> **SOURCE EXTRACT**
______________________________

It is certainly unfortunate that Gilbert was compelled to work twice as hard to be graded on the same scale as the other students, her experience taught her that it is important to understand yourself in order to give yourself the best chances of success. This same lesson would provide even greater personal rewards on the softball field.
Playing Hardball to Excel at Softball
Through her drive to accomplish her personal goals, Gilbert learned that she could meet her own high standards, which allowed her to later meet the high standards of others. During her high school career, she wanted to play softball and represent her school on the field. She was intimidated by the fact that she came from Upstate New York, an area with a very short practicing and play season compared to South Carolina, which as we all know has baseball-worthy weather nearly all year round.
“I was so very nervous during the tryouts,” she confessed to us, mentioning that the other students had “confidence that I yearned for.”
On top of things, the coach she was trying to impress “was tough; no joking around with the players at all. He told us what he wanted, how he expected it to be done, and when to have it done, and physical exhaustion would be the punishment if his demands were not met.”

______________________________

> **TASKS**
• a. In the passage about Gilbert, what does the coach say would be the punishment if his demands were not met?
• b. Write the next part of the passage about Gilbert, starting after its final sentence.

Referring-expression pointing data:
______________________________

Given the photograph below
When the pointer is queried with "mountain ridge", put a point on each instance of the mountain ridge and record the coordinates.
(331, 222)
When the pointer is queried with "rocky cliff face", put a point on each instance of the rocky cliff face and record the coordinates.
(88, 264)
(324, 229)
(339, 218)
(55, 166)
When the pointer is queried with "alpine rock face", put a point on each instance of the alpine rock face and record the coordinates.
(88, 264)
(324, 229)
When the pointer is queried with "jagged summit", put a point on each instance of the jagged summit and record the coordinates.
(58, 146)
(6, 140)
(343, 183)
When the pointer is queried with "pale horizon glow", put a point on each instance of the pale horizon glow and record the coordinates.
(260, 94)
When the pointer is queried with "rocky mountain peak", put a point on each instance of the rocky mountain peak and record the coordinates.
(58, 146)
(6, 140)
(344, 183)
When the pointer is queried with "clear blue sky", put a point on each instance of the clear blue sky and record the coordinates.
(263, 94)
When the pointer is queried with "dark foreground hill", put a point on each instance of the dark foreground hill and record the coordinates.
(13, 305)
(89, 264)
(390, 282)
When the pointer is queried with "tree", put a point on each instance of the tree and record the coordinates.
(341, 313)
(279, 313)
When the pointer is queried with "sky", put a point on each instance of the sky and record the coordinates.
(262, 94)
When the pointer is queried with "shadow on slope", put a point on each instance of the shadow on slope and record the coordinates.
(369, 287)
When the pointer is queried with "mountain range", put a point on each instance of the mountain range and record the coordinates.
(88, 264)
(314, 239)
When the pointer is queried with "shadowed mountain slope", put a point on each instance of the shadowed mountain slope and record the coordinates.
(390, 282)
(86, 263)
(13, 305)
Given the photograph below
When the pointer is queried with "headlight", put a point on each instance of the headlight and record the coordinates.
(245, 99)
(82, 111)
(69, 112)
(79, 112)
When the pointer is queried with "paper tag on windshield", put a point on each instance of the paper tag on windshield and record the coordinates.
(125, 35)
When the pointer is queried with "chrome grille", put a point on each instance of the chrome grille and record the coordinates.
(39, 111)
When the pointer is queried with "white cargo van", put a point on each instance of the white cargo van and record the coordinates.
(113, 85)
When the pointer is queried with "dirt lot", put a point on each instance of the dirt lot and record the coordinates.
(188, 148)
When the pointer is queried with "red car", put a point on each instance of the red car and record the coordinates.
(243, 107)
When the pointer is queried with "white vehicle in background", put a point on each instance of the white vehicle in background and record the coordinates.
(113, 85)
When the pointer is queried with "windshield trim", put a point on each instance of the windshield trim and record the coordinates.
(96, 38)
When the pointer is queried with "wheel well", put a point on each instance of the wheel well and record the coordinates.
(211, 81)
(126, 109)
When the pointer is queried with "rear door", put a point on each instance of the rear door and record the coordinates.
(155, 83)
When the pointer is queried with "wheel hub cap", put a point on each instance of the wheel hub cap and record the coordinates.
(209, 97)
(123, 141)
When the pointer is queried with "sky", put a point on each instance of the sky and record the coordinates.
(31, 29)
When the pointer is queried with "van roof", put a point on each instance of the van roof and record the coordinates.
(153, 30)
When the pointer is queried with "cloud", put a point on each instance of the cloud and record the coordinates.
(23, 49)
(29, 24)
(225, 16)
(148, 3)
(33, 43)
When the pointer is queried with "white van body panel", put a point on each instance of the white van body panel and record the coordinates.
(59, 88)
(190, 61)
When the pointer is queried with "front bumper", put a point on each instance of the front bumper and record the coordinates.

______________________________

> **RESULTS OF THE TASKS**
• a. Physical exhaustion.

• b.
To her surprise, Gilbert found that she actually thrived in this situation. Perhaps it was familiar territory considering how hard she pushed herself academically, or perhaps it was the hyper-clear nature of the expectations being put upon her. Either way, “I found that I thrive on order and discipline,” she revealed to us.
Her efforts earned her a Wando High School softball jersey, and also new heights for her own sense of what she was capable of.
“I had dug deep to earn that accomplishment,” she told us. “I was so proud of myself.”
Gilbert explained that “this is when I learned that I had to start advocating for myself.”
Onwards Towards a Bright Future as a Forensic Psychologist
Throughout her experiences, Gilbert learned that she must recognize her obstacles in order to devise a strategy to overcome them. Some subjects, like Social Studies and Physical Education, came naturally. But others, like Math and English — which often form the bulk of standardized tests and placement exams — were more difficult.
Even on the softball field, certain moments had the potential to catch her off guard if she was unprepared. But, thanks to her dedication, she was never unprepared. She practiced for different scenarios and strategies based on the number of outs and the number of players on base.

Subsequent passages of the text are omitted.